**Exercise instructions:**
**A.** In the text on Iain mac Mhurchaidh, edit the section starting at "Among these so-called" and ending at "actor Christopher Plummer.", changing "military chaplain" to "regimental chaplain".
**B.** Check each statement against the text on Iain mac Mhurchaidh and answer yes or no, quoting the words that decide it: (i) In 1780 the North Carolina General Assembly taxed his Moore County property at three times its value. (ii) He is believed to have died in 1776. (iii) Rev. Bethune is credited with organizing the first two Presbyterian congregations in Canada.

**Source text:**
In the poem, Iain mac Mhurchaidh called the American Revolution against King George every bit as unnatural as disrespect against one's earthly or heavenly father. He also threatened that Patriots who did not submit to the British Monarchy would be treated like both real and suspected Jacobites had been treated in the aftermath of the Battle of Culloden, which is still referred to in the Highlands and Islands as Bliadhna nan Creach ("The Year of the Pillaging").  

Like many other Loyalists, he paid a very heavy price for his Monarchist beliefs. In 1780, the North Carolina General Assembly taxed his property in Moore County at three times its value.

Death
Iain mac Mhuirchaidh is believed to have died in 1780; the same year as the Battle of King's Mountain. According to one source, he died in captivity. Other historians believe that he was "probably killed by the American Patriots." According to one tradition, Iain Mac Mhurchaidh, "suffered an excruciating death", at Patriot hands.

Legacy
Following the end of the war, Moore County and many other regions of the new United States which had been mainly settled by Scottish Gaels, were almost depopulated, as Gaelic-speaking Loyalists fled northward towards what remained of British North America.

Among these so-called "United Empire Loyalist" refugees was Iain mac Mhurchaidh's close friend Rev. Iain Beutan (John Bethune), formerly of the Barbeque Presbyterian Church in Harnett County, North Carolina. Rev. Beutan was similarly taken prisoner following the Battle of Moore's Creek Bridge. After being released in a prisoner exchange and serving as military chaplain to the 84th Regiment of Foot, Rev. Bethune ministered to his fellow Gaels at Montreal and Williamstown, in the Canadian Gaelic-speaking settlement of Glengarry County, Ontario, and is credited with organizing the first two Presbyterian congregations in Canada, where his many descendants include the Academy Award-winning actor Christopher Plummer.

**Entries provided:**
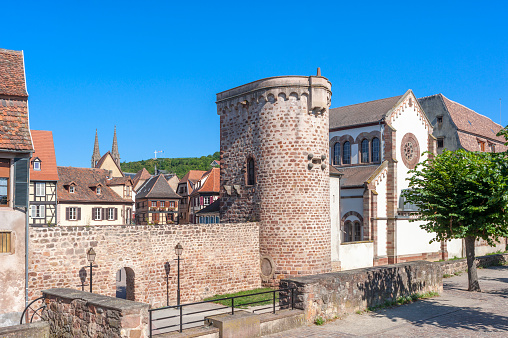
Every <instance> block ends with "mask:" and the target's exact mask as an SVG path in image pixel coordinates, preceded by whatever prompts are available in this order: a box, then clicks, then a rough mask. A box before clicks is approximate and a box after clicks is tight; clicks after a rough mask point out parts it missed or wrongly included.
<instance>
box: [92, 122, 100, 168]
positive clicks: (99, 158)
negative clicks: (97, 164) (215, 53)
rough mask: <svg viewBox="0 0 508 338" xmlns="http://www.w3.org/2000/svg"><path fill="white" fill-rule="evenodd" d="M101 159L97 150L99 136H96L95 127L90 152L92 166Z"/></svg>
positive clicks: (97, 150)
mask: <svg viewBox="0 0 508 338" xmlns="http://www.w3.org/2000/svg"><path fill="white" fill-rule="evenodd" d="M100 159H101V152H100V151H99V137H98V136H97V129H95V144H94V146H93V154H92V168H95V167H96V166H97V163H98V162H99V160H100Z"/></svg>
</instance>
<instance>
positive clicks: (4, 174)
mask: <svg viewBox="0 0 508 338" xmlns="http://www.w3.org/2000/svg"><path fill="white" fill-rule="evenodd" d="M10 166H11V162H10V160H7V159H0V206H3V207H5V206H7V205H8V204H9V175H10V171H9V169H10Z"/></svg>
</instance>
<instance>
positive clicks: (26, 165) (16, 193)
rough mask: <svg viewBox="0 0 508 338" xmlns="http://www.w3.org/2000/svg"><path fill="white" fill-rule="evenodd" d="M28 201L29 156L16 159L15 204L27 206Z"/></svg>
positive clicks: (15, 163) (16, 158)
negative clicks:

**Answers to each task:**
**A.**
Among these so-called "United Empire Loyalist" refugees was Iain mac Mhurchaidh's close friend Rev. Iain Beutan (John Bethune), formerly of the Barbeque Presbyterian Church in Harnett County, North Carolina. Rev. Beutan was similarly taken prisoner following the Battle of Moore's Creek Bridge. After being released in a prisoner exchange and serving as regimental chaplain to the 84th Regiment of Foot, Rev. Bethune ministered to his fellow Gaels at Montreal and Williamstown, in the Canadian Gaelic-speaking settlement of Glengarry County, Ontario, and is credited with organizing the first two Presbyterian congregations in Canada, where his many descendants include the Academy Award-winning actor Christopher Plummer.

**B.**
(i) Yes: "In 1780, the North Carolina General Assembly taxed his property in Moore County at three times its value."
(ii) No: "Iain mac Mhuirchaidh is believed to have died in 1780"
(iii) Yes: "is credited with organizing the first two Presbyterian congregations in Canada"